Page text
- Opening Delimiter -

Mouse study suggests that mast cells produce proteases that help counter toxic effects

THURSDAY, July 27 (HealthDay News) -- Contrary to previous thought, the mast cell -- best known for producing symptoms of allergies, asthma and anaphylactic shock -- may actually help protect against the toxic effects of some animal venoms by releasing proteases, according to the results of a mouse study published in the July 28 issue of Science.

Stephen Galli, M.D., of the Stanford University School of Medicine in Stanford, Calif., and colleagues studied the effects of venom from three species of poisonous snakes and one species of honeybee on wild-type mice and mast cell-deficient mice.

The researchers found that the wild-type mice could withstand 10 times as much snake venom as the mast cell-deficient mice. At least part of the reason, they report, is because mast cells release the enzyme carboxypeptidase A and possibly other proteases that degrade snake venom. They also found that mast cells significantly reduced the toxicity and mortality associated with honeybee venom.

"We have identified a heretofore unproven role for mast cells: enhancing innate host resistance to the toxicity of certain animal venoms," the authors conclude. "Our observations also provide a new perspective on the presence, within mast cells, of prominent cytoplasmic granules that contain a large amount and, in some species, a large diversity, of proteases."

- Closing Delimiter -

Source data

- Opening Delimiter -

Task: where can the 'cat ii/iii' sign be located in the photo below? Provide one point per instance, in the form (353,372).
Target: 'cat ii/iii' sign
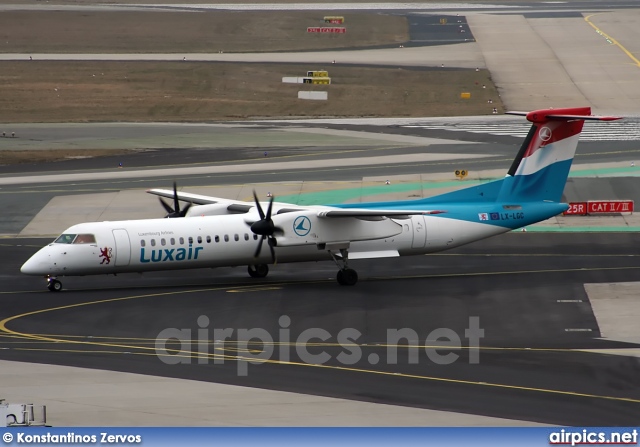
(327,29)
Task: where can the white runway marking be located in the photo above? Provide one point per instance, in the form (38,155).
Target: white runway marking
(335,6)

- Closing Delimiter -

Requirement
In the mast cell article, give the passage from "Mouse study suggests" up to and including "issue of Science." again, replacing "proteases" with "enzymes". The records can be set aside for this.

Output for this exercise
Mouse study suggests that mast cells produce enzymes that help counter toxic effects

THURSDAY, July 27 (HealthDay News) -- Contrary to previous thought, the mast cell -- best known for producing symptoms of allergies, asthma and anaphylactic shock -- may actually help protect against the toxic effects of some animal venoms by releasing enzymes, according to the results of a mouse study published in the July 28 issue of Science.